Records excerpted from a collection:
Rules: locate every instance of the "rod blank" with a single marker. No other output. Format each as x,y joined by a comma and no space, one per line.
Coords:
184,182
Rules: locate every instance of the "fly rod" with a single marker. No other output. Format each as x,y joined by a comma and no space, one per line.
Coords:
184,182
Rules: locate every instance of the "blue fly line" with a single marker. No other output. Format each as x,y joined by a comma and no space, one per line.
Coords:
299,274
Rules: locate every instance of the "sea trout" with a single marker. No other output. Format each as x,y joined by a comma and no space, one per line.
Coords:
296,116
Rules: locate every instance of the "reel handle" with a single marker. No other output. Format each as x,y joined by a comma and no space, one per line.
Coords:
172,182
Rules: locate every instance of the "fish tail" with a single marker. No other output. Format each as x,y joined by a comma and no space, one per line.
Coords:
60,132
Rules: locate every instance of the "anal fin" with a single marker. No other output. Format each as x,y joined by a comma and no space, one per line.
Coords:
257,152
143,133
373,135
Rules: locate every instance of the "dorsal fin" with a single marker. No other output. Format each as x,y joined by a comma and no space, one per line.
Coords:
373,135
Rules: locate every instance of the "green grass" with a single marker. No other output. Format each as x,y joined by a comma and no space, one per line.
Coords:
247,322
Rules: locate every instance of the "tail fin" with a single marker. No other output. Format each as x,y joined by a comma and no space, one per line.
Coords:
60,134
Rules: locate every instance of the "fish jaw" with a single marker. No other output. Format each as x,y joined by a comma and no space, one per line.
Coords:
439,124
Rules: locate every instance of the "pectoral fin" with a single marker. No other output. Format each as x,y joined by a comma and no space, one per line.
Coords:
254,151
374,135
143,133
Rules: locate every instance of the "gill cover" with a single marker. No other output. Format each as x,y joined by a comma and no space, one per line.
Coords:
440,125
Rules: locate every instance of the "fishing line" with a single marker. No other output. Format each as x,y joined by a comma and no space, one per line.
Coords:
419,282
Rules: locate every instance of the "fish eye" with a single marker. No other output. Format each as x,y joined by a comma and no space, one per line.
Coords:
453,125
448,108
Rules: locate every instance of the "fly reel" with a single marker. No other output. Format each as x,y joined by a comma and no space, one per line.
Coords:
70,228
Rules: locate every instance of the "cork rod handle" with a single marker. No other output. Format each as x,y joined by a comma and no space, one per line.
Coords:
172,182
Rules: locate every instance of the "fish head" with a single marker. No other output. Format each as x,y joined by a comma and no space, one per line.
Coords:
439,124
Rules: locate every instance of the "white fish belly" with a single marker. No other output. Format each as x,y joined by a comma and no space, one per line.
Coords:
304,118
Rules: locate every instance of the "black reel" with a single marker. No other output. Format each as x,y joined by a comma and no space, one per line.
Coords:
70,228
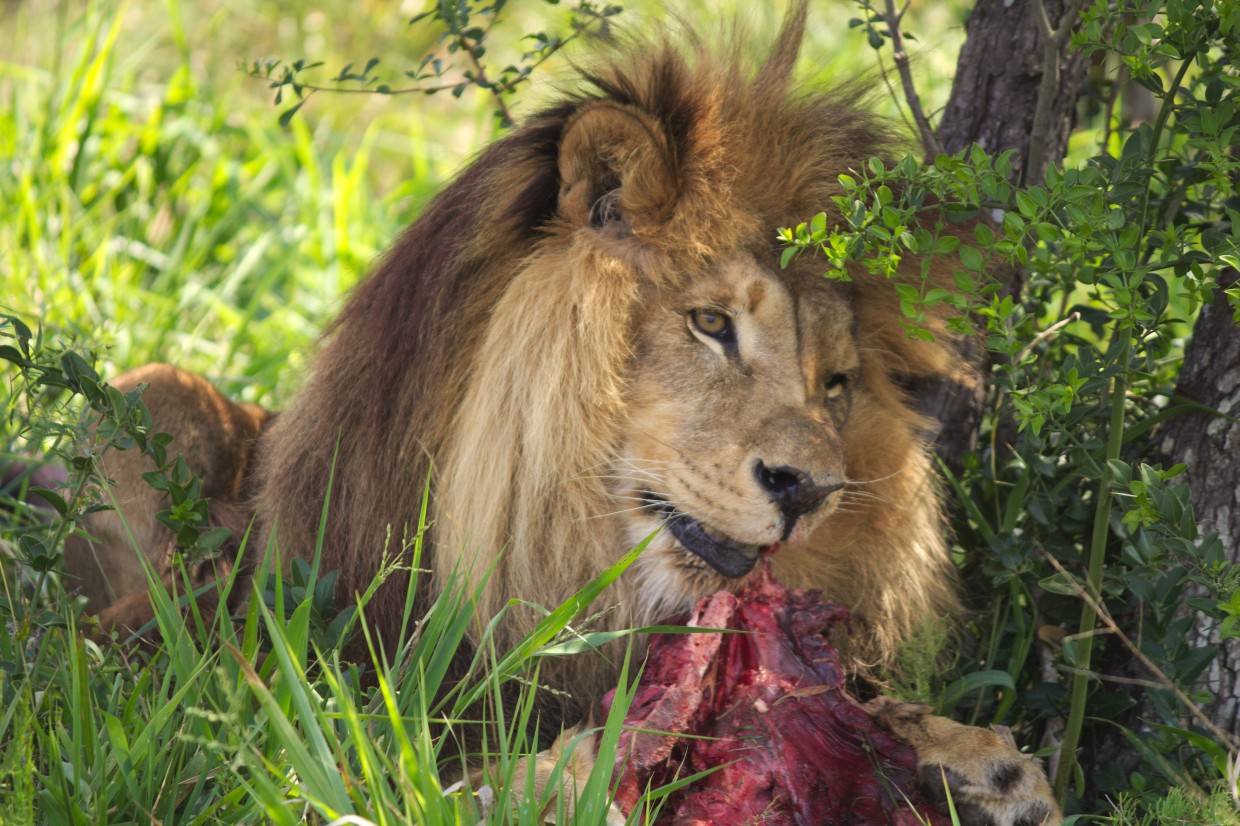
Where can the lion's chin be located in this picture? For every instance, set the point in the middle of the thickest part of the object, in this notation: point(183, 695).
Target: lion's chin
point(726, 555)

→ **WHAT THE TASK ASKS**:
Return every line above that contains the word "handle".

→ **SOLUTION TO THE PROBLEM**:
Rules: locate every instance of the "reel handle" with a single marker. No other output. Format each as x,y joined by a comma and no space, one per line.
Rules: locate every instance of the "cork rod handle" with a single marker. No other output. Format each as x,y joined by a comma and no space, one per line.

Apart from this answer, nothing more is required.